## 課題の目的
以下の、新型肺炎の流行下で非正規労働者が抱く減収不安を扱った記事を、一字一句変えずに全文出力せよ。

## 演習用本文
'''

発熱で「休め」と言われても 新型肺炎、非正規労働の減収の不安
2020/2/26
https://www.chugoku-np.co.jp/local/news/article.php?comment_id=616611&;comment_sub_id=0&category_id=256
「生活を考えると安易に休めない」―。新型コロナウイルスによる肺炎(COVID(コビッド)19)の拡大を防ぐため、
発熱した場合などに仕事を休むよう国が促す中、広島県内の非正規労働者からも不安の声が上がっている。
自主的に休む場合は賃金が補償されるとは限らないからだ。
国は企業に収入に配慮した対応を呼び掛けているが、働き手の懸念は拭えていない。
 「時給で働く私たちは休んだら収入にこたえるんです」。広島市内の派遣社員女性(38)は2年前のつらい経験を思い起こす。
当時勤めていた会社でインフルエンザに感染し、1週間休まざるを得なくなって月収が約5万円減った。
「今回は絶対にかかりたくない。生活に響くから」。満員電車を避けて出勤し、
外出時は手洗いを欠かさない。自己防衛しながら危機感を募らせている。

 ▽「格差」への憤り

 市内のパート女性(52)の会社では家族がインフルエンザにかかったら休むように言われる。
「今回、長期間休むことになれば、家のローンの支払いに響く」と心配する。

'''

## 提供データ
'''

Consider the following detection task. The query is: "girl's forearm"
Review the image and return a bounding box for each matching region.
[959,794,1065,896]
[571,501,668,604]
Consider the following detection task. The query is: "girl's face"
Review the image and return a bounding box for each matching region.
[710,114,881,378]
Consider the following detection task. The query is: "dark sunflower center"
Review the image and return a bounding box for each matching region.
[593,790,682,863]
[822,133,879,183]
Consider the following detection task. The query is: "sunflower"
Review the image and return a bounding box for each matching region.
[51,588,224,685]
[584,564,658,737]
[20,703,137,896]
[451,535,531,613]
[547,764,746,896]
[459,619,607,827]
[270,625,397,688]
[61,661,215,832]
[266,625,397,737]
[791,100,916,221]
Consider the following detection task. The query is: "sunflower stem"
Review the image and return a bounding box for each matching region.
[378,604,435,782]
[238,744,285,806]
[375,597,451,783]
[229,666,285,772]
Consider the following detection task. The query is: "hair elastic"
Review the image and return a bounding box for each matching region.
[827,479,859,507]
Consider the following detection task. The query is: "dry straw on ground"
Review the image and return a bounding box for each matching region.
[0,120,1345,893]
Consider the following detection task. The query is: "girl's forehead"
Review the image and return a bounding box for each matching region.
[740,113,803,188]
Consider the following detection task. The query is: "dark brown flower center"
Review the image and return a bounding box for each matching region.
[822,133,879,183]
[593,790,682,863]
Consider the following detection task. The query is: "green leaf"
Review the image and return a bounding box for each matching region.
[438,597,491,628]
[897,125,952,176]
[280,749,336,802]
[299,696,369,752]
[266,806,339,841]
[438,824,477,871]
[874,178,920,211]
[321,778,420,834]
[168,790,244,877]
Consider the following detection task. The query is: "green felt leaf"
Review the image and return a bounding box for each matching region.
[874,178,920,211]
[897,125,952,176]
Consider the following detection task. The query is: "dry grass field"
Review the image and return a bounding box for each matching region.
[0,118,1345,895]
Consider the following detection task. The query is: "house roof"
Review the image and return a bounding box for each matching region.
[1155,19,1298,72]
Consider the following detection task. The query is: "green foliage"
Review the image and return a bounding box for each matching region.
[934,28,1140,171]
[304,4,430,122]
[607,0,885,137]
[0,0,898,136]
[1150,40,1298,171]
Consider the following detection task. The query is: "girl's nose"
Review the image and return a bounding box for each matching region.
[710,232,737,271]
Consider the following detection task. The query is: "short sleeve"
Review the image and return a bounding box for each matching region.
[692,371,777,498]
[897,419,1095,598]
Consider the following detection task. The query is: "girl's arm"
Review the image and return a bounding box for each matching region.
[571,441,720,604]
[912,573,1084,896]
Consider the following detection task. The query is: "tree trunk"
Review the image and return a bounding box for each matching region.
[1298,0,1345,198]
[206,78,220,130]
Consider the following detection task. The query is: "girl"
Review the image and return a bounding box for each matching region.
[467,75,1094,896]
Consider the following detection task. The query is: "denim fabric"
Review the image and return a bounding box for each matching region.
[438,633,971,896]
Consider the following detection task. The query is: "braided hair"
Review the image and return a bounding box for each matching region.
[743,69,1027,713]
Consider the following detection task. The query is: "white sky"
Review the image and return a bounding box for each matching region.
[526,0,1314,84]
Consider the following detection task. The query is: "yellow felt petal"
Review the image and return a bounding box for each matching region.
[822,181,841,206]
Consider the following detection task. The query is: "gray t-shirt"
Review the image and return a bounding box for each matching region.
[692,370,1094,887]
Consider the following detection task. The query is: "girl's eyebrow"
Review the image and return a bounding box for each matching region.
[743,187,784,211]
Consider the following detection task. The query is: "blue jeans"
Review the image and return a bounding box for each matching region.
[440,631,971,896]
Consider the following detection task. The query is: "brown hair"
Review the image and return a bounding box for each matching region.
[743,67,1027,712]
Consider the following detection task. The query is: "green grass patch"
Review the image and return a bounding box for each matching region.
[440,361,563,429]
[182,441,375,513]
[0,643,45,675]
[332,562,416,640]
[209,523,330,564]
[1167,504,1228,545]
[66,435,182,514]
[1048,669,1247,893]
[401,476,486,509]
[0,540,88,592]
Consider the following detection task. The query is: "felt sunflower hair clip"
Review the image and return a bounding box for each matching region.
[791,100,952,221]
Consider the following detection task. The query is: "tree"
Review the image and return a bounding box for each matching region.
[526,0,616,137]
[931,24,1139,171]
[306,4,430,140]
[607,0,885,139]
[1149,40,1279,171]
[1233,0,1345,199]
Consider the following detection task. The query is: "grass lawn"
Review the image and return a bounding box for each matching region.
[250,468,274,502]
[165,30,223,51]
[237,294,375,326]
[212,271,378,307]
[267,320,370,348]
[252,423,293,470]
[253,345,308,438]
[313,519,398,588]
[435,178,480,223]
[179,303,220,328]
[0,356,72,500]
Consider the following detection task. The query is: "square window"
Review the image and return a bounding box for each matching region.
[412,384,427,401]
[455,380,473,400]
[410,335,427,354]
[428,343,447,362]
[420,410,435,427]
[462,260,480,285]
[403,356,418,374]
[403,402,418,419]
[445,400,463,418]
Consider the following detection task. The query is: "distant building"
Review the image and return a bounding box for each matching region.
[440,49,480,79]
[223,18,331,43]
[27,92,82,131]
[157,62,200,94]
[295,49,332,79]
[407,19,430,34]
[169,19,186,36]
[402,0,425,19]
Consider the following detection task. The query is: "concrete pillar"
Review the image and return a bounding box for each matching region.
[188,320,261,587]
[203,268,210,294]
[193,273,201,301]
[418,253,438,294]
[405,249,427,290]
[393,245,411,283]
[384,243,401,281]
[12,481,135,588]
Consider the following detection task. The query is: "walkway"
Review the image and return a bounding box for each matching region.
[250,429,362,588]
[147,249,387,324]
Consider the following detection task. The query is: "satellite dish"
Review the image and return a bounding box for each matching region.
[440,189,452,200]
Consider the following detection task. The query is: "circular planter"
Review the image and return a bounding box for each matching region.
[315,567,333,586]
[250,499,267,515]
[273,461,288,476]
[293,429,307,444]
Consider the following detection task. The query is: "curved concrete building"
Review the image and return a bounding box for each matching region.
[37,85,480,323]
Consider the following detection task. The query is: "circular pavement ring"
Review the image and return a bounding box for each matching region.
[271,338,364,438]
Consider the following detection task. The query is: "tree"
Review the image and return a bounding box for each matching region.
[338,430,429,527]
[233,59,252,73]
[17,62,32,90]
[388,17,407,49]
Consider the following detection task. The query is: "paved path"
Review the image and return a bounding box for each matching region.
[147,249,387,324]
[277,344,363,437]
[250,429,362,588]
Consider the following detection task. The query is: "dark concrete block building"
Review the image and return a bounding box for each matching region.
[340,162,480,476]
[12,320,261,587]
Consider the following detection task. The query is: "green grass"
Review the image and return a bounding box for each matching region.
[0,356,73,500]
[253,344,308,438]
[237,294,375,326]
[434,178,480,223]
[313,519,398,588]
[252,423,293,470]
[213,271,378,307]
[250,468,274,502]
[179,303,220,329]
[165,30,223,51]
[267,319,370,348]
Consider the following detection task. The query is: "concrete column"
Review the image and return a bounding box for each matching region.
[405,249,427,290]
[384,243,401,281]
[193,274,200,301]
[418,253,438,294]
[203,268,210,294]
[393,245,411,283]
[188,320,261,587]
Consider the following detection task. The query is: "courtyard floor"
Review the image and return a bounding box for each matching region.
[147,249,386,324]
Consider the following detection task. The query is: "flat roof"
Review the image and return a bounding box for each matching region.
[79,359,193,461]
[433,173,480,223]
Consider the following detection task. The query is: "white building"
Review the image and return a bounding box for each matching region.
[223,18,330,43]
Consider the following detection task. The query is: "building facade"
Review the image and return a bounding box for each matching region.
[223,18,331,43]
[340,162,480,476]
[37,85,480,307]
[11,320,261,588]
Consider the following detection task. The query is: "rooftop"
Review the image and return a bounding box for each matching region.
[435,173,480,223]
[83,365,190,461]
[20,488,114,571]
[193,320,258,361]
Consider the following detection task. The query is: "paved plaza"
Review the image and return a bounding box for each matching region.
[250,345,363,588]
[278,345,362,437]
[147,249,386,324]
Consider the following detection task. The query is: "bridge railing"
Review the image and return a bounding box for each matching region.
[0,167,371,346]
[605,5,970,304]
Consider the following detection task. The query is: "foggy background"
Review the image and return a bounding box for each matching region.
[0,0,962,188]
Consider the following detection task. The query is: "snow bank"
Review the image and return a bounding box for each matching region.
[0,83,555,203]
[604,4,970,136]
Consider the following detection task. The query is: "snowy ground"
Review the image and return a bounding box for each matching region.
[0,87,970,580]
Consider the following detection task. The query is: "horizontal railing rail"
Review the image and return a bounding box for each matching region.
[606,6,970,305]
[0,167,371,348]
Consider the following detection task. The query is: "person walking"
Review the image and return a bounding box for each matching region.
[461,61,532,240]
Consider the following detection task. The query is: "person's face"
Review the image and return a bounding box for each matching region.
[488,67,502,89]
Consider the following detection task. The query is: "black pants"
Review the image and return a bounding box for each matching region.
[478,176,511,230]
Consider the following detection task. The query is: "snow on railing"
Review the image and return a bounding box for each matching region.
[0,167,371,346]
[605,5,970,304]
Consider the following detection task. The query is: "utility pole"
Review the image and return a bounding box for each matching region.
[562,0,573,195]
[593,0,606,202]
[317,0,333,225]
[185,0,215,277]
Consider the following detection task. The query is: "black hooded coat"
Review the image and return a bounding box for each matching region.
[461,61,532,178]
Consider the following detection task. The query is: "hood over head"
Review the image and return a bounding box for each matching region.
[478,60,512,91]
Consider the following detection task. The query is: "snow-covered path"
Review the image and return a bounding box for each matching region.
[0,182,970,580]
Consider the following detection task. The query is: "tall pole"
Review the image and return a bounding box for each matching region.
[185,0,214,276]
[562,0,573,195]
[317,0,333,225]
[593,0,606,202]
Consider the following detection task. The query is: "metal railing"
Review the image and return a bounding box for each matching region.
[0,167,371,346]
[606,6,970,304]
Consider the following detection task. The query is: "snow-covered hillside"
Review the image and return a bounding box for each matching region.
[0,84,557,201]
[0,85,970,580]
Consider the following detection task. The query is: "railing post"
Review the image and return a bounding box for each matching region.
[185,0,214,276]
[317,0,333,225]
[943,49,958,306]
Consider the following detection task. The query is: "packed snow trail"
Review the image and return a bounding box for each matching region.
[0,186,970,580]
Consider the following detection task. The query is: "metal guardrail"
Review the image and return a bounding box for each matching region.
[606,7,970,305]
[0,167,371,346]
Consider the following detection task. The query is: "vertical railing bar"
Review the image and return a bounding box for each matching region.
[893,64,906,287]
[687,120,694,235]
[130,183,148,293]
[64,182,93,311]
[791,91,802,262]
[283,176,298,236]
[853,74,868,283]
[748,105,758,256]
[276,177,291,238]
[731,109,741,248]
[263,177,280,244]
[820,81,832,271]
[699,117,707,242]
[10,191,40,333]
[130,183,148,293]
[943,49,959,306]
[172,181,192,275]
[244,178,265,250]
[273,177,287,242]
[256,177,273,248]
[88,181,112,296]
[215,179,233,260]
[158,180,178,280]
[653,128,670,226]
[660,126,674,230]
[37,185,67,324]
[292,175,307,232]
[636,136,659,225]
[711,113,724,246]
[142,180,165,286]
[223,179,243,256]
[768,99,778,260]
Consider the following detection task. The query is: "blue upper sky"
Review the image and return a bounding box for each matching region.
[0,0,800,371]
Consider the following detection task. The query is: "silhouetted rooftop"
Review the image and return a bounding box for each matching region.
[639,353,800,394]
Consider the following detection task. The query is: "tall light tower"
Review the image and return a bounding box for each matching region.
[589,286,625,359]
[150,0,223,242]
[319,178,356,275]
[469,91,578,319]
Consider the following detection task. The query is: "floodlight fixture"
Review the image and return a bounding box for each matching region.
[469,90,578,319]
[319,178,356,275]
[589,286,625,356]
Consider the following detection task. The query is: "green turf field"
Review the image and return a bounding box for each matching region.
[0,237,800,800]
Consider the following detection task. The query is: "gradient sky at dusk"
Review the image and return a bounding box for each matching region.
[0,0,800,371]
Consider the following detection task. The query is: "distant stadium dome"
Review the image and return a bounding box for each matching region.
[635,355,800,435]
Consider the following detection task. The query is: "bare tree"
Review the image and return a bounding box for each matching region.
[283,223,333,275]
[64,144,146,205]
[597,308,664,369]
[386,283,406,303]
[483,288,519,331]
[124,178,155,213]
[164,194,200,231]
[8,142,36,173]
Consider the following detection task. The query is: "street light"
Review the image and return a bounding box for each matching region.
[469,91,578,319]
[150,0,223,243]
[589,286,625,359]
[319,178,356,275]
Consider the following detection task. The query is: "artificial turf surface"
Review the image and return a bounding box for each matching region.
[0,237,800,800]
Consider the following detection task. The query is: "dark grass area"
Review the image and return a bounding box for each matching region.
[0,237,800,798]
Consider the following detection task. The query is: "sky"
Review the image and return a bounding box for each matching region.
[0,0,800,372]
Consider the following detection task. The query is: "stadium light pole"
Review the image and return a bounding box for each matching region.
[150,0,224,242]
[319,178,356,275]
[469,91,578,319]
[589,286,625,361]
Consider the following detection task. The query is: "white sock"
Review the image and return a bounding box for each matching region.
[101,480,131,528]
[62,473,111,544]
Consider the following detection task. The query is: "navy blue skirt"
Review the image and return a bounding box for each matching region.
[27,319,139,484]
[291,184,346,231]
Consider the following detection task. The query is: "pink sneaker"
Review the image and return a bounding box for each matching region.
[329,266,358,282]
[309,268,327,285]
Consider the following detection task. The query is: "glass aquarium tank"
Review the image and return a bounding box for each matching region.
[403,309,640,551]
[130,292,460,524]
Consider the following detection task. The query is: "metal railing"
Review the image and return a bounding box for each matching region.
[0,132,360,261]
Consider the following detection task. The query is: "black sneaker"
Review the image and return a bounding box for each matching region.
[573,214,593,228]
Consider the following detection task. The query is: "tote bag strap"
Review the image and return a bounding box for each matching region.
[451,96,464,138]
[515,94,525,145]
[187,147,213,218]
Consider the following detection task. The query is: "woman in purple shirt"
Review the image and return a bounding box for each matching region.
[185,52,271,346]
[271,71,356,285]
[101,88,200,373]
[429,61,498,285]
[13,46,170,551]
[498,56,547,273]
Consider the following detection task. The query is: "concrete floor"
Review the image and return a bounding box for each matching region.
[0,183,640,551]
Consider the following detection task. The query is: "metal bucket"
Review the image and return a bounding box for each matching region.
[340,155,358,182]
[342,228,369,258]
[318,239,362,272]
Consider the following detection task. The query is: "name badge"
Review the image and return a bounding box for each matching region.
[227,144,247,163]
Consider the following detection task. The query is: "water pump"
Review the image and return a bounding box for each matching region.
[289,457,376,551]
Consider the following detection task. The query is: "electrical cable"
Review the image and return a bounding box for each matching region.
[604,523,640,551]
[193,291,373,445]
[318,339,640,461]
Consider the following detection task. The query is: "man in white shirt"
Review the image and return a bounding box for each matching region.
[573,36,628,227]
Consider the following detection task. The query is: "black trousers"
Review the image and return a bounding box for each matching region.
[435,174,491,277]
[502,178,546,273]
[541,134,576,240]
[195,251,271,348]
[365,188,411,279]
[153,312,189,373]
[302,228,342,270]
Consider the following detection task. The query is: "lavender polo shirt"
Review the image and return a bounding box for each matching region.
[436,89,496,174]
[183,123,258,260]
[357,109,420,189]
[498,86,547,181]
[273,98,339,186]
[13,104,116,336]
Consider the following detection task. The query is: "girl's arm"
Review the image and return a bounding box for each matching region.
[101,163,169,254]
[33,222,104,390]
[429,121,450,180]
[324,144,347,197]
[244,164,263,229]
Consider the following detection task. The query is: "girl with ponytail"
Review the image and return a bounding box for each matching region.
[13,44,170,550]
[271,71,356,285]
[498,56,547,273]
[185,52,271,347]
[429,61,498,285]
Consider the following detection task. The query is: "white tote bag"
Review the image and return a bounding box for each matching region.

'''

## 解答
発熱で「休め」と言われても 新型肺炎、非正規労働の減収の不安
2020/2/26
https://www.chugoku-np.co.jp/local/news/article.php?comment_id=616611&;comment_sub_id=0&category_id=256
「生活を考えると安易に休めない」―。新型コロナウイルスによる肺炎(COVID(コビッド)19)の拡大を防ぐため、
発熱した場合などに仕事を休むよう国が促す中、広島県内の非正規労働者からも不安の声が上がっている。
自主的に休む場合は賃金が補償されるとは限らないからだ。
国は企業に収入に配慮した対応を呼び掛けているが、働き手の懸念は拭えていない。
 「時給で働く私たちは休んだら収入にこたえるんです」。広島市内の派遣社員女性(38)は2年前のつらい経験を思い起こす。
当時勤めていた会社でインフルエンザに感染し、1週間休まざるを得なくなって月収が約5万円減った。
「今回は絶対にかかりたくない。生活に響くから」。満員電車を避けて出勤し、
外出時は手洗いを欠かさない。自己防衛しながら危機感を募らせている。

 ▽「格差」への憤り

 市内のパート女性(52)の会社では家族がインフルエンザにかかったら休むように言われる。
「今回、長期間休むことになれば、家のローンの支払いに響く」と心配する。